#### [Your goal]
In the records below, find the line with "Query: white five-petaled flower" and the line with "Where can you spot the flower"; return exactly those lines and every line between them.

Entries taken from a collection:

= Beginning of Section =

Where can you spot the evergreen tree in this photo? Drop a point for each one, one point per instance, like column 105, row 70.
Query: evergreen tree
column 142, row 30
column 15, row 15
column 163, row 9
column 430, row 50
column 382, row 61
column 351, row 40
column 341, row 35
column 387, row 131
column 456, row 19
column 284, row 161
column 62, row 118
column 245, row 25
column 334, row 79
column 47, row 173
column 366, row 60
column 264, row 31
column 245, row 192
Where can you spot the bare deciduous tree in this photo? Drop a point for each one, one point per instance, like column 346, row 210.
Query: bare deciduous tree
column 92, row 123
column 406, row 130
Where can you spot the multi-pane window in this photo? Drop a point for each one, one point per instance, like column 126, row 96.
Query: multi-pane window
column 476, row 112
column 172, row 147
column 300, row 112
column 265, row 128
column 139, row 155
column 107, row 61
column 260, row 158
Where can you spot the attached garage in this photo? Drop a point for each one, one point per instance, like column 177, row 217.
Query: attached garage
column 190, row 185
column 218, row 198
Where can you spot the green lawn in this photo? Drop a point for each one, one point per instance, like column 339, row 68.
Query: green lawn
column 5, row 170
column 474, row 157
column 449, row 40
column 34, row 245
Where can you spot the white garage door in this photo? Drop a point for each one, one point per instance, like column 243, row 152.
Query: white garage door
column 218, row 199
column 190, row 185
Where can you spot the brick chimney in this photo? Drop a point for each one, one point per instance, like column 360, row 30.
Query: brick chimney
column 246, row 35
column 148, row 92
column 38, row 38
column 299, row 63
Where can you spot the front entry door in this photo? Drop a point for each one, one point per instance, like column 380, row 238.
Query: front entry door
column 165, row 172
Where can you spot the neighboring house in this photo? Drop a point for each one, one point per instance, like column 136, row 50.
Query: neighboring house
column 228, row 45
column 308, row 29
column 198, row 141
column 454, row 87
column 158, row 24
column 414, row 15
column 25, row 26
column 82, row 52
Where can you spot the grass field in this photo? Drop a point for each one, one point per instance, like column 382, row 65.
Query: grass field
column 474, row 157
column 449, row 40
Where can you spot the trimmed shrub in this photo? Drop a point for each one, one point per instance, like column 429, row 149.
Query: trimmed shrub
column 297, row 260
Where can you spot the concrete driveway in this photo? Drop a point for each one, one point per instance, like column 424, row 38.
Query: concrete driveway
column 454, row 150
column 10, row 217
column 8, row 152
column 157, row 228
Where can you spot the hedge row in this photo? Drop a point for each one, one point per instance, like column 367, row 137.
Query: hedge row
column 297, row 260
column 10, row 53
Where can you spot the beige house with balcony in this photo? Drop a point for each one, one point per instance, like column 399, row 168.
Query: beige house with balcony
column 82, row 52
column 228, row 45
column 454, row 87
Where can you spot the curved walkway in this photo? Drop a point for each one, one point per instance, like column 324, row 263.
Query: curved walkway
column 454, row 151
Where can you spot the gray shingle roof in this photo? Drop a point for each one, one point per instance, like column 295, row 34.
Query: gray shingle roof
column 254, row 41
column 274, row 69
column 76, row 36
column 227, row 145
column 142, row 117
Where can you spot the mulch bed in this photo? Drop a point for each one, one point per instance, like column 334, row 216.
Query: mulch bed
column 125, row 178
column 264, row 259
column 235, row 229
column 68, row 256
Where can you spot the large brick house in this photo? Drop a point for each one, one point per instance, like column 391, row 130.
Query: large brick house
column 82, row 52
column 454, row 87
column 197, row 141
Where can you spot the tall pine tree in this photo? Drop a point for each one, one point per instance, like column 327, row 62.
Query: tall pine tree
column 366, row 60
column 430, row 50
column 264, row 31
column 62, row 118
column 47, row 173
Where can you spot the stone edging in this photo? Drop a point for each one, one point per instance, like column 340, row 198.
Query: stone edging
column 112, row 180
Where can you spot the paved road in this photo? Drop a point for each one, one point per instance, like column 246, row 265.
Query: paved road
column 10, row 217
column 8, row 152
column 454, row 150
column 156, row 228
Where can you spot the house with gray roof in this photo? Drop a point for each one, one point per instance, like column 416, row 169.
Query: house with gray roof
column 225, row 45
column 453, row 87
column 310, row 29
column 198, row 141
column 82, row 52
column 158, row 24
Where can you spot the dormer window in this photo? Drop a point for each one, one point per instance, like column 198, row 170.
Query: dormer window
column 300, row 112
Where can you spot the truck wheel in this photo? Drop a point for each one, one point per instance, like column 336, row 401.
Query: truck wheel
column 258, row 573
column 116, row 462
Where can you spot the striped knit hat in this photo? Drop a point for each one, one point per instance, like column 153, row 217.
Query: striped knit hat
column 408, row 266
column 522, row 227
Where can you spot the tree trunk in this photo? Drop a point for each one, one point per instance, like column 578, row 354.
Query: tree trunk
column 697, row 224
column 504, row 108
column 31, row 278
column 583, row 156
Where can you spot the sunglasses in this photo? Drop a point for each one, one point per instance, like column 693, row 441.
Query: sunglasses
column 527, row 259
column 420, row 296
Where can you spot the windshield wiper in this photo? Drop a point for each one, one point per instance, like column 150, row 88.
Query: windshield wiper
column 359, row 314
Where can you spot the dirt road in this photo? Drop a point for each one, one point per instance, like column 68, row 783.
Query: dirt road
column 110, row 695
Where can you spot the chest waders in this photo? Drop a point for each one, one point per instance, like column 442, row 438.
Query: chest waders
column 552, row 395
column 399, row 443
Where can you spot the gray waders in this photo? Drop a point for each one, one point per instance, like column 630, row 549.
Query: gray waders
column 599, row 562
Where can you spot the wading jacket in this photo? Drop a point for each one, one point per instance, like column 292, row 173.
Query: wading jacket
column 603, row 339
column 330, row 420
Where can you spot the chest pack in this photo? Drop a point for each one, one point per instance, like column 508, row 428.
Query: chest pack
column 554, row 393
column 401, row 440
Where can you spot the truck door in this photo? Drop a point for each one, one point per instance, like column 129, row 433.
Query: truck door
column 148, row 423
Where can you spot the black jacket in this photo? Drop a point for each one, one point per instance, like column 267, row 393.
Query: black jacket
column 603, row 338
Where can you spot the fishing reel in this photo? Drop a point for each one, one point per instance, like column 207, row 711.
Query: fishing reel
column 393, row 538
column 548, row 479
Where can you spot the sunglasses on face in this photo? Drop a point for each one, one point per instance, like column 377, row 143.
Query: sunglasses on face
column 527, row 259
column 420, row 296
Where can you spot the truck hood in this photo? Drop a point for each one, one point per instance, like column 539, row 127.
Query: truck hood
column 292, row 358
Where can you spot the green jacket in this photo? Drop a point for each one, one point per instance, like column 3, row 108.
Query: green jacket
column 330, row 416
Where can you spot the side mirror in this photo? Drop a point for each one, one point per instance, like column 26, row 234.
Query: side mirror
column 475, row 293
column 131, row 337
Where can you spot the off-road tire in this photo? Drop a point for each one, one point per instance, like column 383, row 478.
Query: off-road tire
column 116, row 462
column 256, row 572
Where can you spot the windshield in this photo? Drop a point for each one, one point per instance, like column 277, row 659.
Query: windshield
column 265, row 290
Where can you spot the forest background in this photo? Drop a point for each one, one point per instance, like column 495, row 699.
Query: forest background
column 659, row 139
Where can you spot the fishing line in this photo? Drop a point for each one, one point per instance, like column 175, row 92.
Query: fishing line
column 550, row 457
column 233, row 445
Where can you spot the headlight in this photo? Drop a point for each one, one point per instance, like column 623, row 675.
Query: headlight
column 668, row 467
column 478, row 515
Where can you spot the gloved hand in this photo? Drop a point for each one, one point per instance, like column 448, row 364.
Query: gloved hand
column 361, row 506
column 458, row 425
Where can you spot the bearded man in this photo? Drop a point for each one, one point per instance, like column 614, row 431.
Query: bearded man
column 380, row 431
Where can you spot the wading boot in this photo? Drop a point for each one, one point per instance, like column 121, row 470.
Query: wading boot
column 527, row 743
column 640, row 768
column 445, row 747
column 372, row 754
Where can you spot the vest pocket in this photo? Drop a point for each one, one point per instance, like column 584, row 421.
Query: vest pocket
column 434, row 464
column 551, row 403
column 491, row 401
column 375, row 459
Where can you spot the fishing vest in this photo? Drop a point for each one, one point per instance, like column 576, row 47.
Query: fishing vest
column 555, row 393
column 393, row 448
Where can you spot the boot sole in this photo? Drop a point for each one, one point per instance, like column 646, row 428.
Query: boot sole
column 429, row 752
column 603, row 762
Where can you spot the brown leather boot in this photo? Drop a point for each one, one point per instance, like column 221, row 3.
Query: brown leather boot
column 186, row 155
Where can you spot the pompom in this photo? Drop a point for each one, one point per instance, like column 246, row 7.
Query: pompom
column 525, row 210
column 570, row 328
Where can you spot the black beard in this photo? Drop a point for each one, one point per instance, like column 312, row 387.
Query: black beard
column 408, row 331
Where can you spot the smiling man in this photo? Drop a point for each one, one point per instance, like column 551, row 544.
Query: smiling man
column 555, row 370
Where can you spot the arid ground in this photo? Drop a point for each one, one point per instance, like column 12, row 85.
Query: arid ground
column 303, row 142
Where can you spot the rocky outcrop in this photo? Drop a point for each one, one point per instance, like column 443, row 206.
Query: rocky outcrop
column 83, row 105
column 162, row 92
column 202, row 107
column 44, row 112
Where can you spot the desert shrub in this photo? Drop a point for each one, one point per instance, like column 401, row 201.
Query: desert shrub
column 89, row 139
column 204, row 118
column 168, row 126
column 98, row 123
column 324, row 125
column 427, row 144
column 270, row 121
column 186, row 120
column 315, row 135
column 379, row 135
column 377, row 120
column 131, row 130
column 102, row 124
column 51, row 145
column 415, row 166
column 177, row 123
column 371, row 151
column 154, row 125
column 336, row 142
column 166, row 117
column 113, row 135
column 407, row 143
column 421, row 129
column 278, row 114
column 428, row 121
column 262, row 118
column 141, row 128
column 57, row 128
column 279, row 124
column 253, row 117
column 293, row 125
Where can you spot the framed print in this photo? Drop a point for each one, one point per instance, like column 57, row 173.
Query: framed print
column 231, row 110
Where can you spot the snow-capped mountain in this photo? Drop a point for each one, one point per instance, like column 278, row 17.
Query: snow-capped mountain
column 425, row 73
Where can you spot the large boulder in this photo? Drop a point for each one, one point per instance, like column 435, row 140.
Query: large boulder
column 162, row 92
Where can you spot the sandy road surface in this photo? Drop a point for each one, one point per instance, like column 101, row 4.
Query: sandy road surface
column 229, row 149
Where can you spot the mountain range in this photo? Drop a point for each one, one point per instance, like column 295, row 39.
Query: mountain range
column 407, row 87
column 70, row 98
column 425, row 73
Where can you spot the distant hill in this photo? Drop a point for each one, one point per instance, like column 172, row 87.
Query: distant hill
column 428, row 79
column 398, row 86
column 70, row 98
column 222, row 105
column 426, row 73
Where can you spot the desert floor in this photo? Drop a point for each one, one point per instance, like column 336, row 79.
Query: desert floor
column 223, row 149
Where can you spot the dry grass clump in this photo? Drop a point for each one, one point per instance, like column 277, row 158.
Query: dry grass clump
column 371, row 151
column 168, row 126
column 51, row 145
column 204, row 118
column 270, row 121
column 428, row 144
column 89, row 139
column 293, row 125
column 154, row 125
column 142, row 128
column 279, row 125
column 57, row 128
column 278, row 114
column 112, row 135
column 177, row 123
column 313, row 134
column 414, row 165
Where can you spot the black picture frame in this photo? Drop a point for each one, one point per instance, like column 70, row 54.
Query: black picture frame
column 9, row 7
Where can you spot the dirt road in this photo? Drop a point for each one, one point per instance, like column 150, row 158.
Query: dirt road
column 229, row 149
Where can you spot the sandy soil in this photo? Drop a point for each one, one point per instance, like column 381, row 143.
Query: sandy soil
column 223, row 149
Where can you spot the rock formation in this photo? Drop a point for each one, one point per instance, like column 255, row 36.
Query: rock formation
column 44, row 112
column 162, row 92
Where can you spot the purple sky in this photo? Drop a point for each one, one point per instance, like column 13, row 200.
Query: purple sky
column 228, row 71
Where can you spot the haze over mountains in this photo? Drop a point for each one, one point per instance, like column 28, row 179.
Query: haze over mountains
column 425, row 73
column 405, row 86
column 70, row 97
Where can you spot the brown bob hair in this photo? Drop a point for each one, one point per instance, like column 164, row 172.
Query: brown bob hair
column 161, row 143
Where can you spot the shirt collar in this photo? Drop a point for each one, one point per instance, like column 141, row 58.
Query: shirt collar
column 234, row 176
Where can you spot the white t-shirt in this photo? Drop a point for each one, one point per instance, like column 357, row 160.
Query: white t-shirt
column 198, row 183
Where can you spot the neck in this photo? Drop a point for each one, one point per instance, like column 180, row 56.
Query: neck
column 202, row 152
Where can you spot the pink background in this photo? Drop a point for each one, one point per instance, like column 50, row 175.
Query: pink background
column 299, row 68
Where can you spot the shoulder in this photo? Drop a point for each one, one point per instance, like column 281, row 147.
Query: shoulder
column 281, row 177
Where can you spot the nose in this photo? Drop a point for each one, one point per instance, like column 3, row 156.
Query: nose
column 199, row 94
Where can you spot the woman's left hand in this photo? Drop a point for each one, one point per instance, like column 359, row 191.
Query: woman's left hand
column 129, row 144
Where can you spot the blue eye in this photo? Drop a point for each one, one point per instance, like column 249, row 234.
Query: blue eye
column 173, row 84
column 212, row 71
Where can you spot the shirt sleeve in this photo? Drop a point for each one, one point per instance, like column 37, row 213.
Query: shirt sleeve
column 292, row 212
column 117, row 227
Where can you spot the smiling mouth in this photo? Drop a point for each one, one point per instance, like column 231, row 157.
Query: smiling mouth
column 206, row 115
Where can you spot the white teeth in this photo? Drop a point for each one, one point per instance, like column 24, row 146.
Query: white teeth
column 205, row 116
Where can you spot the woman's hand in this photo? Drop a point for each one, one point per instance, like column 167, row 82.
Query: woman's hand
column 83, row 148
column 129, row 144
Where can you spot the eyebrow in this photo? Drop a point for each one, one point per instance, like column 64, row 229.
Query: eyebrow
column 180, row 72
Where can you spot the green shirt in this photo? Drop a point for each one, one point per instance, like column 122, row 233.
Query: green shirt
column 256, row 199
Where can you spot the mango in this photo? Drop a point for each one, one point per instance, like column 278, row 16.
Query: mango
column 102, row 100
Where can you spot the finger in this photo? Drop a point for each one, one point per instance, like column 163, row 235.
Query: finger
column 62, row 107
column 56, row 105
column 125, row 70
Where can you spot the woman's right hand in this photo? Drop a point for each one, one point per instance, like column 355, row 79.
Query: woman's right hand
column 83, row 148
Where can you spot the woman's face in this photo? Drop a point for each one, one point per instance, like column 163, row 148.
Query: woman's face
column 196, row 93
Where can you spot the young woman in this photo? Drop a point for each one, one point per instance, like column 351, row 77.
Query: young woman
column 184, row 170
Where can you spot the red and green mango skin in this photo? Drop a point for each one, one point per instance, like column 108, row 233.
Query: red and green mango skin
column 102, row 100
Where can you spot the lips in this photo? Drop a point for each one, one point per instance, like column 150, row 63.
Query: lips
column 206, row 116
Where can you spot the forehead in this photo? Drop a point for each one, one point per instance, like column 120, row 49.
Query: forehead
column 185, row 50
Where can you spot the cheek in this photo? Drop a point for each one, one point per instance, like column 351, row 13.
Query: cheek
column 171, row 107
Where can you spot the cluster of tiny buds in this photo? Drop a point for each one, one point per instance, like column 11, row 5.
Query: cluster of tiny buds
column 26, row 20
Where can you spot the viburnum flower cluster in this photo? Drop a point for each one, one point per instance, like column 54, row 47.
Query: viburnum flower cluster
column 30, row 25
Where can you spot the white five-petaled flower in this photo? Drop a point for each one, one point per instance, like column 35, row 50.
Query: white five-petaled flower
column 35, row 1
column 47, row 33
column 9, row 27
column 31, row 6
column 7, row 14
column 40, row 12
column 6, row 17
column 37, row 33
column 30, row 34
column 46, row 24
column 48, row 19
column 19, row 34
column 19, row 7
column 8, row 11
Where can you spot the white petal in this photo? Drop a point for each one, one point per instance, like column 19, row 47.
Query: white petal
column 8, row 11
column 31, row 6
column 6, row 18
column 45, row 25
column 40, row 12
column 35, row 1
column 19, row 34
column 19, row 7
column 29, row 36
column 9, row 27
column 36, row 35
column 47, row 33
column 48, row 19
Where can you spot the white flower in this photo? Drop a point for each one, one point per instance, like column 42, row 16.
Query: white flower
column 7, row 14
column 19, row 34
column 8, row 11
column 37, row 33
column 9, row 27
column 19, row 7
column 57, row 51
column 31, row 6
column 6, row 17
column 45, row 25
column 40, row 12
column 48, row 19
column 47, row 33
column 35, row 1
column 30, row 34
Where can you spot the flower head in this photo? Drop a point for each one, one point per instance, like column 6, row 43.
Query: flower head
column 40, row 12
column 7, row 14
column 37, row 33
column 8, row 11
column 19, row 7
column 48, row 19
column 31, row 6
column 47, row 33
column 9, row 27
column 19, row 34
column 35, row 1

= End of Section =

#### [Your solution]
Query: white five-petaled flower
column 35, row 1
column 47, row 33
column 9, row 27
column 31, row 6
column 7, row 14
column 40, row 12
column 6, row 17
column 37, row 33
column 30, row 34
column 46, row 24
column 48, row 19
column 19, row 34
column 19, row 7
column 8, row 11
Where can you spot the white petal in this photo? Drop a point for each one, one point per instance, like column 19, row 47.
Query: white petal
column 8, row 11
column 31, row 6
column 6, row 18
column 45, row 25
column 40, row 12
column 35, row 1
column 19, row 34
column 19, row 7
column 29, row 36
column 9, row 27
column 36, row 35
column 47, row 33
column 48, row 19
Where can you spot the white flower in this photo? Drop a point for each one, one point per instance, like column 42, row 16.
Query: white flower
column 7, row 14
column 19, row 34
column 8, row 11
column 37, row 33
column 9, row 27
column 19, row 7
column 57, row 51
column 31, row 6
column 6, row 17
column 45, row 25
column 40, row 12
column 48, row 19
column 47, row 33
column 35, row 1
column 30, row 34
Where can you spot the flower head in this photo? Drop a point for each one, one point per instance, like column 6, row 43.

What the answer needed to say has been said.